EXCERPT PROVIDED:
Sudan faces ‘generational catastrophe’ as millions of children miss school

Three little boys, one with a tyre used as a toy, in a market place with a vegetable seller in the background
Children in a market place in Sudan’s capital, Khartoum. Hunger has forced many children out of school, while many still in classes cannot read. Photograph: Mohamed Nureldin Abdallah/Reuters

Nearly every school-age child in Sudan is missing out on education, either completely or facing serious disruption, aid organisations have warned.

Schools in some states reopened this week after delays due to severe flooding but millions of children are still unable to go, leaving the country facing a “generational catastrophe”.

Poverty, a lack of qualified teachers and strikes by teaching staff, the legacy of the Covid-19 pandemic and low vaccination rates are among the many factors that have contributed to the crisis.

Flooding and attacks by militias destroyed more than 600 schools during August and September, according to the education ministry. Schools are often just shells of buildings, lacking furniture, running water or toilets.

Nearly 7 million of Sudan’s children aged between six and 18 – or a third of school-age children – are not in school at all, according to a joint statement by Unicef and Save the Children.

The worst-affected state is central Darfur, where 63% of children do not go to school; in West Darfur the figure is 58%; and in eastern Kassala state it is 56%.

Descriptions of image regions in natural language:
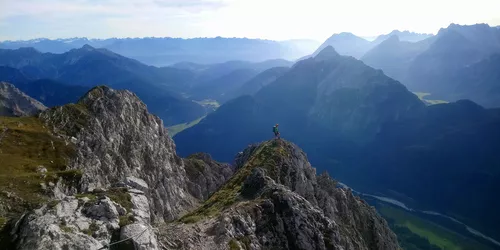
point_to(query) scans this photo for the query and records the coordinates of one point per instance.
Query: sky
(266, 19)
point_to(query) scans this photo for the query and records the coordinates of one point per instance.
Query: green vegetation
(120, 196)
(93, 227)
(175, 129)
(267, 156)
(25, 146)
(422, 95)
(76, 113)
(438, 236)
(126, 220)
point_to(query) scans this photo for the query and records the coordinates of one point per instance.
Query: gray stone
(142, 236)
(137, 183)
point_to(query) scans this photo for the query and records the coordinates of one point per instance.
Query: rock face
(132, 179)
(276, 201)
(13, 102)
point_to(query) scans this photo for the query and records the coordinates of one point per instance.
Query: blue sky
(269, 19)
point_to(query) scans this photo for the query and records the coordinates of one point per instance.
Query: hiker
(276, 132)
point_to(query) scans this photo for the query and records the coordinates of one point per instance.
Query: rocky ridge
(127, 184)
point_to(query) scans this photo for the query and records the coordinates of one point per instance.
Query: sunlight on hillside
(437, 235)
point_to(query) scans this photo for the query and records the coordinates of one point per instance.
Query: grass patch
(26, 144)
(268, 155)
(209, 103)
(437, 235)
(175, 129)
(233, 245)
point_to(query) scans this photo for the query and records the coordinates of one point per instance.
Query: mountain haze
(110, 172)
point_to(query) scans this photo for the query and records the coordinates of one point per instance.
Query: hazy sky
(269, 19)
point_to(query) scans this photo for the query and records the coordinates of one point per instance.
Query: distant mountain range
(167, 51)
(359, 124)
(458, 63)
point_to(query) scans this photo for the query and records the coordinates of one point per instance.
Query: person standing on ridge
(276, 132)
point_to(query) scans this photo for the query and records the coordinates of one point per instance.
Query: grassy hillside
(27, 147)
(437, 235)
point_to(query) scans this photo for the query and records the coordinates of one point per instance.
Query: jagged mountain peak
(275, 185)
(327, 53)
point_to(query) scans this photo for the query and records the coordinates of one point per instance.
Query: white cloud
(272, 19)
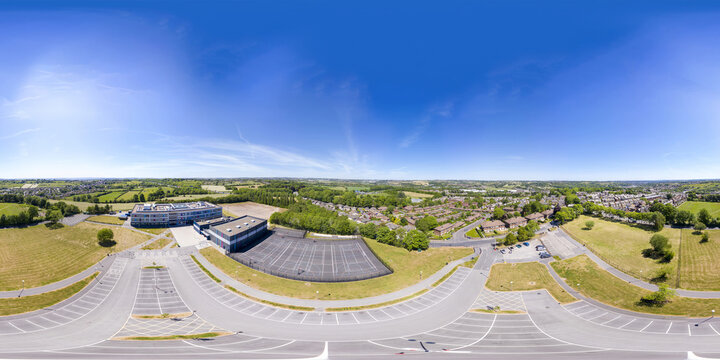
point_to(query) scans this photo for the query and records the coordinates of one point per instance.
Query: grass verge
(407, 267)
(526, 276)
(205, 270)
(19, 305)
(585, 276)
(175, 337)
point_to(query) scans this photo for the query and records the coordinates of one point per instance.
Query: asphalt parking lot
(287, 254)
(67, 311)
(248, 307)
(156, 294)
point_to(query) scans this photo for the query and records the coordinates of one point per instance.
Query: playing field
(8, 209)
(252, 209)
(695, 207)
(407, 267)
(526, 276)
(584, 275)
(622, 245)
(107, 219)
(699, 265)
(84, 205)
(41, 256)
(415, 195)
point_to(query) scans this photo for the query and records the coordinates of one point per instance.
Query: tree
(659, 243)
(427, 223)
(105, 238)
(498, 213)
(415, 240)
(53, 216)
(658, 221)
(704, 216)
(705, 237)
(659, 297)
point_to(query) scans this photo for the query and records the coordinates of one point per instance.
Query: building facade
(161, 215)
(233, 235)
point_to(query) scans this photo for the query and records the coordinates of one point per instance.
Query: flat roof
(238, 225)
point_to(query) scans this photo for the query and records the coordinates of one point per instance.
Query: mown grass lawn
(19, 305)
(622, 245)
(585, 276)
(526, 276)
(695, 207)
(42, 256)
(8, 209)
(107, 219)
(700, 262)
(407, 268)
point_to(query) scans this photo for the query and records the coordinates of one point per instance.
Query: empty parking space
(485, 334)
(248, 307)
(286, 253)
(156, 294)
(627, 322)
(69, 311)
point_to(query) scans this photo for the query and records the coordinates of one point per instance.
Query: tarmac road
(436, 327)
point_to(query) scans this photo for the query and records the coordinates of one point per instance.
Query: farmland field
(699, 266)
(11, 208)
(622, 245)
(110, 197)
(695, 207)
(42, 256)
(128, 196)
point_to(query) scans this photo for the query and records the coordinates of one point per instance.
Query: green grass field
(526, 276)
(415, 195)
(699, 265)
(84, 205)
(622, 245)
(585, 276)
(695, 207)
(19, 305)
(8, 209)
(473, 233)
(407, 268)
(42, 256)
(107, 219)
(110, 197)
(128, 195)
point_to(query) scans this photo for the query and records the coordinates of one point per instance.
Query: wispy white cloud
(19, 133)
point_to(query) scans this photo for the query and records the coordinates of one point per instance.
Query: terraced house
(173, 214)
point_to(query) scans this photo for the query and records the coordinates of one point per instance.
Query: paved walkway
(633, 280)
(322, 304)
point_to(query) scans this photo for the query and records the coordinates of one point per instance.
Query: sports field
(8, 209)
(526, 276)
(107, 219)
(585, 276)
(18, 305)
(695, 207)
(41, 256)
(699, 265)
(407, 267)
(622, 245)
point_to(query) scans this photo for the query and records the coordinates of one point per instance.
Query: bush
(705, 237)
(105, 238)
(659, 297)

TASK OBJECTIVE: Reproduce everything in the Sudan schooling article from "Poverty, a lack" down to "state it is 56%.".

EXERCISE RESPONSE:
Poverty, a lack of qualified teachers and strikes by teaching staff, the legacy of the Covid-19 pandemic and low vaccination rates are among the many factors that have contributed to the crisis.

Flooding and attacks by militias destroyed more than 600 schools during August and September, according to the education ministry. Schools are often just shells of buildings, lacking furniture, running water or toilets.

Nearly 7 million of Sudan’s children aged between six and 18 – or a third of school-age children – are not in school at all, according to a joint statement by Unicef and Save the Children.

The worst-affected state is central Darfur, where 63% of children do not go to school; in West Darfur the figure is 58%; and in eastern Kassala state it is 56%.